### Work item
Give again exactly the lines that stretch from the one with "Target: trump's hand on desk" to the end of the data below, including both of those lines and nothing else.

Stored data entries
-- Opening Marker --
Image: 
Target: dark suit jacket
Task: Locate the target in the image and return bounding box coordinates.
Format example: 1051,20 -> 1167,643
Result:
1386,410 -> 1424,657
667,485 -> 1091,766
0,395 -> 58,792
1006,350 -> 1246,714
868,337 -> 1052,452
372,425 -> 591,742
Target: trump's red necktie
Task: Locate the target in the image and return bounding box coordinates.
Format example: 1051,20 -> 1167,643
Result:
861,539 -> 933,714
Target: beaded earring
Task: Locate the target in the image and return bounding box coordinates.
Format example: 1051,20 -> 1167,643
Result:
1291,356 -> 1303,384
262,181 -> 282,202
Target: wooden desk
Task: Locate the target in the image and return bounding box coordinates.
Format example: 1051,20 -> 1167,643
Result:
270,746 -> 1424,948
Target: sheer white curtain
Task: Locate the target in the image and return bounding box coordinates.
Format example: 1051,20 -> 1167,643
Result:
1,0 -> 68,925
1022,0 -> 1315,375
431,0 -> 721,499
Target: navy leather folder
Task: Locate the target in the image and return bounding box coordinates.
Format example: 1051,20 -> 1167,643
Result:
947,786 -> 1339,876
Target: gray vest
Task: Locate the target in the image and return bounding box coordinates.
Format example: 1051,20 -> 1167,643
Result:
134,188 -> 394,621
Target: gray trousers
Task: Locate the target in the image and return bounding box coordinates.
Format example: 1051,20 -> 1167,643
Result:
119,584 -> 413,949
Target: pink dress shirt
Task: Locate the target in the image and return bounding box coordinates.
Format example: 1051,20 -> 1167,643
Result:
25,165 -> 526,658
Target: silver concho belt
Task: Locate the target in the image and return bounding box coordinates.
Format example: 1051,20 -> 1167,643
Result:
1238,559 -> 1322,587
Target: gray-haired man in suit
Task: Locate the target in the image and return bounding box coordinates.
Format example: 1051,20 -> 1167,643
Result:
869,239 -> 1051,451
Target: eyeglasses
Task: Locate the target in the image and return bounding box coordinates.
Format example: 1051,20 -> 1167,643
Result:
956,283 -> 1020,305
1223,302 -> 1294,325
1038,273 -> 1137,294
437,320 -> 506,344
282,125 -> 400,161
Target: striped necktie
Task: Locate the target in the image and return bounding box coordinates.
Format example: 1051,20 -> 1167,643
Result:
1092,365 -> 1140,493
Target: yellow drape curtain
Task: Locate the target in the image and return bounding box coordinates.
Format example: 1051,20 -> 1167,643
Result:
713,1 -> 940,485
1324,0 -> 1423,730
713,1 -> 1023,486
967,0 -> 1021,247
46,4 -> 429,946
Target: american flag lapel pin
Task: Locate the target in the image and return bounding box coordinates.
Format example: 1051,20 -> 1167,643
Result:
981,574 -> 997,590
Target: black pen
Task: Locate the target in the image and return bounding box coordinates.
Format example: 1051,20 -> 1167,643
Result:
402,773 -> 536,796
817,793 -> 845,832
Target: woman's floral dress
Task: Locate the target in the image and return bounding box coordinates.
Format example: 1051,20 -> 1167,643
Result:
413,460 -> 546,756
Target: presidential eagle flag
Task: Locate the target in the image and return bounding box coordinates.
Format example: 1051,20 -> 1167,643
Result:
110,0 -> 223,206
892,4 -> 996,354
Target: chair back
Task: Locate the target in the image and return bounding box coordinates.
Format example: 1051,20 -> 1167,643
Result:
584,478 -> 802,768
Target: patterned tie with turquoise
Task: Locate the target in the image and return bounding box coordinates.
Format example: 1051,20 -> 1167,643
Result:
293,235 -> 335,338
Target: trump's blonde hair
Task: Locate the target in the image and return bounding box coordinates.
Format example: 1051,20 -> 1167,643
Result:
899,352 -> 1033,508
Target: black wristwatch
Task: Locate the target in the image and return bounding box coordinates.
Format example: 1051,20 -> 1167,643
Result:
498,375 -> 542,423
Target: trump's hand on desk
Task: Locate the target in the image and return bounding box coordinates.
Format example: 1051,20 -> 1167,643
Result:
-- Closing Marker --
### Your response
Target: trump's hand on desk
Task: Locate the target in the image and return bounding box coordinates.
Format example: 1051,20 -> 1167,643
Result:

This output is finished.